_WHAT IS ASKED_. Reproduce only the stretch from the line containing "the brick chimney" through the end of the records, requests included, multiplying every coordinate in the answers by 1.85 and rounding to whole numbers, with halves rounded up. Leave any numbers in the requests and their format samples unchanged.

_ITEMS_.
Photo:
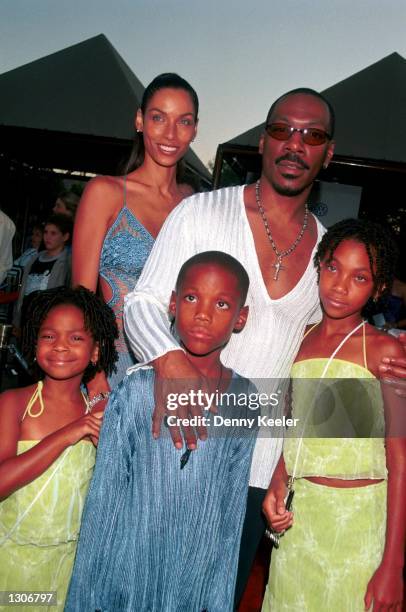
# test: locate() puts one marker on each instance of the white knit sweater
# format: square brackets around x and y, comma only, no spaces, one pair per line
[267,346]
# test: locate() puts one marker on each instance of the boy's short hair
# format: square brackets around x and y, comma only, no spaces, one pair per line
[220,259]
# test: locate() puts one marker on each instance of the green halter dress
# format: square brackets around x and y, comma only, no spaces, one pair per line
[39,525]
[327,558]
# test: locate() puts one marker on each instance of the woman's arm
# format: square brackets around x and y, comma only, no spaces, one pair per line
[386,585]
[274,503]
[99,202]
[16,471]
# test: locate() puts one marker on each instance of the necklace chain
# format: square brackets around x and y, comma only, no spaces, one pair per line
[279,254]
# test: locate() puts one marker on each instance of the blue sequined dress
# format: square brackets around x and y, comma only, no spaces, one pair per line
[125,250]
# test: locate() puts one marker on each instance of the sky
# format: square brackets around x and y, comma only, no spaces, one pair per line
[238,54]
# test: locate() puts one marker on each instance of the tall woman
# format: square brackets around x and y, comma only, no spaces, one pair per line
[119,217]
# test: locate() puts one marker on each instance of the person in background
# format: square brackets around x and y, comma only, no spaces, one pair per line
[66,204]
[7,231]
[49,268]
[119,217]
[36,239]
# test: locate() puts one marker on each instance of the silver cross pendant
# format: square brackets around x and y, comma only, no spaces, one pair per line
[278,267]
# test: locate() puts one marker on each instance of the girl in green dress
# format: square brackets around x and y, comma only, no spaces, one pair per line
[46,450]
[344,544]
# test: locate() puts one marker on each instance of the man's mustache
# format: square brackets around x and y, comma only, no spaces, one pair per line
[292,157]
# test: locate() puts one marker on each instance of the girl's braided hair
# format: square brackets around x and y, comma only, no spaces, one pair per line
[98,317]
[379,244]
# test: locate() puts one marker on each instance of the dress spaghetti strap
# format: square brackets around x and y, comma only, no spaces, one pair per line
[37,396]
[364,347]
[125,191]
[311,329]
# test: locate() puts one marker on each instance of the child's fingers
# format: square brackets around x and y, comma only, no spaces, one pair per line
[368,598]
[175,433]
[98,415]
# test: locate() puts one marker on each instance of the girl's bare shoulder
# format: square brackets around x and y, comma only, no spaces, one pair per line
[381,344]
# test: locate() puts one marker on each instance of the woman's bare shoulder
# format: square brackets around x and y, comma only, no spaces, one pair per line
[104,184]
[106,193]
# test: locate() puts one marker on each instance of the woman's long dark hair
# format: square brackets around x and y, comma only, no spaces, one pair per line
[167,80]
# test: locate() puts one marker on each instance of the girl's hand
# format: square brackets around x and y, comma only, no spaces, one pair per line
[87,425]
[385,589]
[98,384]
[274,507]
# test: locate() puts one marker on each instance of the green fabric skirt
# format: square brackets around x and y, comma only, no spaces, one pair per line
[327,558]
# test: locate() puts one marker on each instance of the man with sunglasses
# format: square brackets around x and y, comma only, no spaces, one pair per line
[268,228]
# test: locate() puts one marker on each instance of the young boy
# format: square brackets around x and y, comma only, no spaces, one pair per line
[161,529]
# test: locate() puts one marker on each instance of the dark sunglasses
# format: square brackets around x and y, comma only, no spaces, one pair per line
[310,136]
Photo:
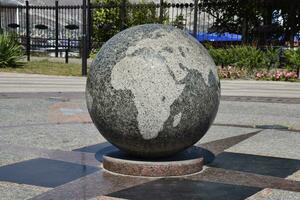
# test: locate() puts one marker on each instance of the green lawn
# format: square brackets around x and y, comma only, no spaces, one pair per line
[47,68]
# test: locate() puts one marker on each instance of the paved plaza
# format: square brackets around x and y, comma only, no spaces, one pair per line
[50,149]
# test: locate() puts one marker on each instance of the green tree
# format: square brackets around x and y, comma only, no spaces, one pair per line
[107,21]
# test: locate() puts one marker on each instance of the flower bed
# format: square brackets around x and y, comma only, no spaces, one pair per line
[277,75]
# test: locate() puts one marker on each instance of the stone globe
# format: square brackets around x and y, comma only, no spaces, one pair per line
[153,90]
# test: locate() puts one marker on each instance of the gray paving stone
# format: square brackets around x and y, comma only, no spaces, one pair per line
[256,113]
[16,191]
[284,144]
[59,136]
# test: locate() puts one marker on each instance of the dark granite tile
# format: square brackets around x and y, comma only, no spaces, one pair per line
[186,189]
[44,172]
[218,146]
[270,166]
[245,179]
[77,157]
[193,152]
[93,185]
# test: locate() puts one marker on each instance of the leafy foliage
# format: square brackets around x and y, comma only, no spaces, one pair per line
[10,52]
[293,58]
[107,21]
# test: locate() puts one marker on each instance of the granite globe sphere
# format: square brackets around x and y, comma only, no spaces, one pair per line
[153,90]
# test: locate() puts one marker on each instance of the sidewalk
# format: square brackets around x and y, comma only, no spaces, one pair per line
[49,145]
[11,82]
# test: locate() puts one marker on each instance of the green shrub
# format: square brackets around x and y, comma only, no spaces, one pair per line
[293,58]
[272,57]
[10,52]
[248,57]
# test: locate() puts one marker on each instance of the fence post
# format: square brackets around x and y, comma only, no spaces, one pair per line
[56,28]
[161,12]
[90,26]
[84,39]
[27,32]
[123,14]
[195,18]
[0,21]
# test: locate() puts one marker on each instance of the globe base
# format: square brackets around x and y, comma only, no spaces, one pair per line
[185,163]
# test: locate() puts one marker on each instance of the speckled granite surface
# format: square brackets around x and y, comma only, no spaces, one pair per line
[151,96]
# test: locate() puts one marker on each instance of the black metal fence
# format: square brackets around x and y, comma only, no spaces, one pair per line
[60,29]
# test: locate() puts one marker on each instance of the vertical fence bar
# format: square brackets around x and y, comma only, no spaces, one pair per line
[195,18]
[56,28]
[27,32]
[84,39]
[90,26]
[123,14]
[161,12]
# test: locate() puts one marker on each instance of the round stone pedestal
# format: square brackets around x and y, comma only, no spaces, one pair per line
[185,163]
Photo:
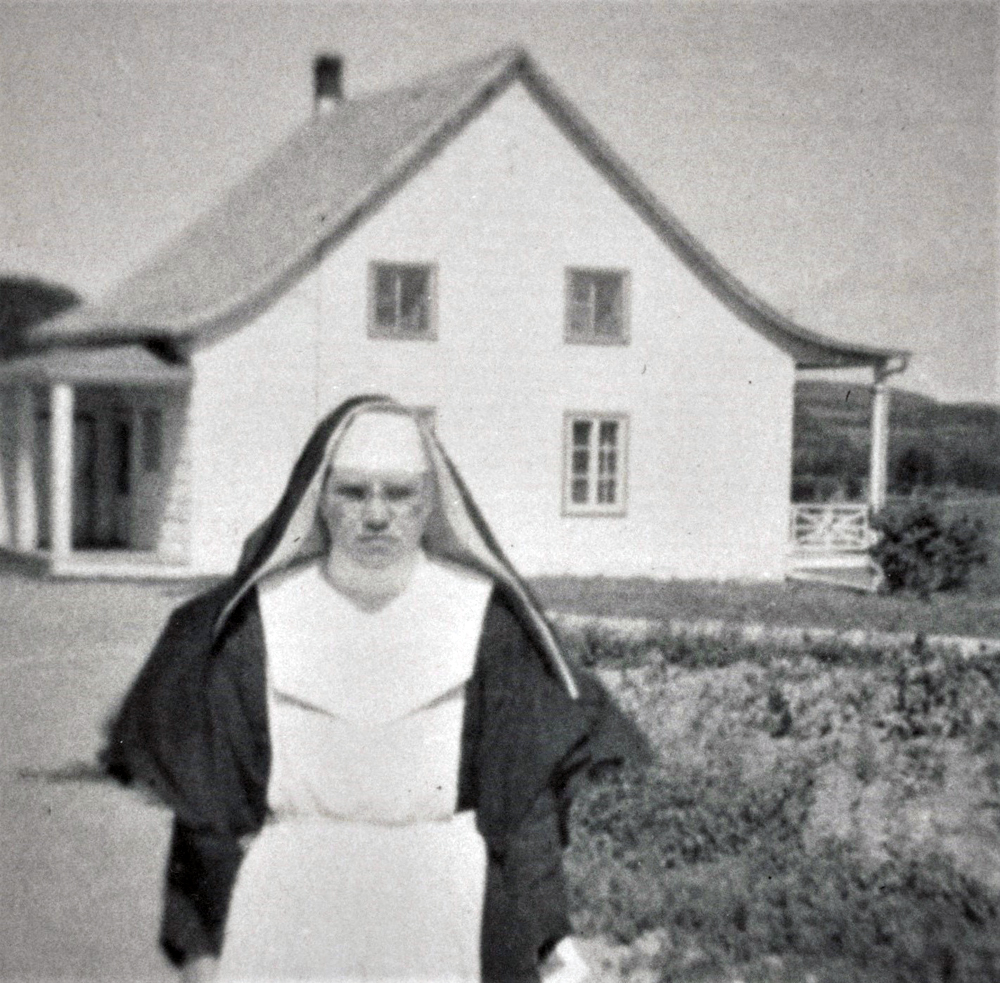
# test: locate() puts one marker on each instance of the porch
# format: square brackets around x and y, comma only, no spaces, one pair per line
[830,541]
[92,462]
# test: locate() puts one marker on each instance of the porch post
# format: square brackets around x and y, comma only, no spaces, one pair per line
[878,467]
[26,503]
[61,430]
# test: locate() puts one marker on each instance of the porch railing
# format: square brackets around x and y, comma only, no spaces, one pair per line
[831,528]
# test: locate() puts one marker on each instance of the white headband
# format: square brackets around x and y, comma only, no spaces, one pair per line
[381,441]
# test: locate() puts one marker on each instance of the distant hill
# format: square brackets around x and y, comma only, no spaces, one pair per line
[932,445]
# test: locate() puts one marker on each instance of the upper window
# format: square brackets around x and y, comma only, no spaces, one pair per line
[595,446]
[596,306]
[401,301]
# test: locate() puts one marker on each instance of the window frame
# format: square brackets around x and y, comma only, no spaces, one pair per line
[394,333]
[591,507]
[591,336]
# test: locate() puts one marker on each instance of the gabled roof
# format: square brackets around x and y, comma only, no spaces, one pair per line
[338,167]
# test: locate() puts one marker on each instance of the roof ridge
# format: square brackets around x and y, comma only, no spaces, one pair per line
[334,168]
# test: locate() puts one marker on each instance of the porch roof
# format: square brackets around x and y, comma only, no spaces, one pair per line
[132,365]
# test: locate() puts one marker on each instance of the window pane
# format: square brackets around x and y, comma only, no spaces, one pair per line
[385,298]
[152,440]
[581,288]
[413,297]
[607,307]
[595,307]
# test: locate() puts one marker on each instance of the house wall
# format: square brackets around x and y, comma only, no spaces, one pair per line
[252,406]
[502,211]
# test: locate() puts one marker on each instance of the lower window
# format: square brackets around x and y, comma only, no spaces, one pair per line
[594,455]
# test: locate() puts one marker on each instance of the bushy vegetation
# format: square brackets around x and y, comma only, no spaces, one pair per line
[919,549]
[720,849]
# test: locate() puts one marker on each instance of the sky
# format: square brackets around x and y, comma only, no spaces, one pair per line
[839,158]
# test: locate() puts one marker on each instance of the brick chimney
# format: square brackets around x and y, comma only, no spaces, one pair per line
[328,82]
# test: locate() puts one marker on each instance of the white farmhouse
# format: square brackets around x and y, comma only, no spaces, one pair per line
[618,403]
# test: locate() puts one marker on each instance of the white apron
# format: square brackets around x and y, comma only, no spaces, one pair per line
[365,871]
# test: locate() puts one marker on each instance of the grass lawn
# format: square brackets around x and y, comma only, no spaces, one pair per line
[975,611]
[779,603]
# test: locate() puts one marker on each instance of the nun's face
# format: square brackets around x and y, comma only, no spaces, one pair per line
[376,518]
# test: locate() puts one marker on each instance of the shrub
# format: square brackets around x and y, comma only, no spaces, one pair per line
[920,550]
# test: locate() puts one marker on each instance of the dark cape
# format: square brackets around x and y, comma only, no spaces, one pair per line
[193,729]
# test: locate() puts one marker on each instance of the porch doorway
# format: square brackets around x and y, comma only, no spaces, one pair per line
[103,479]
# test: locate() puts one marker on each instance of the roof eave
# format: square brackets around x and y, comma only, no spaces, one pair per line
[808,348]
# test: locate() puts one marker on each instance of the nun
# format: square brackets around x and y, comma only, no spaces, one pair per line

_TASK OUTPUT_.
# test: locate() puts one marker on each instance of the brick chimney
# format: square brackets around x and y, comma only, no spaces, one pair per line
[607,152]
# test: locate() puts one marker on each instance of the white farmhouse
# format: square brackets around x and y, comma only, no spaces, one pair per line
[1143,746]
# test: locate() puts one marker on each instance of the white apron
# format: square brackets around x and y, comma only, no spaces, one pair per line
[675,1611]
# test: locate() puts one marker on each instance of the grass lawn
# format: square brackets around x and y, comma only, no spaces, one pair per line
[1804,1130]
[1441,1116]
# test: locate() puts one marker on each instance of the nun's face
# format: square brackets around x and y, comma only, no spaces, one pair per line
[696,958]
# test: locate() puts one marker on each instance of the shrub
# format: square brackets around x and y, comma only, no spaces, one pair per line
[1702,1018]
# test: locate() puts one marker on each instance of the dark cape
# format: square brackets around x and y, comma only, no spaces, one pair per line
[357,1349]
# test: locate() puts one marker on each instance of the porch doorway
# format: square brackets around x and y, comma only, no spaces, one pair per line
[191,886]
# test: locate() puts one marker on each instance of the roof eave
# format: square brackets around x and y, comma only, no spaces, one pair per line
[1495,644]
# test: locate() puts one marker on each instance of the nun
# format: square brackets around x and y, comma only, no spaces, one pair per line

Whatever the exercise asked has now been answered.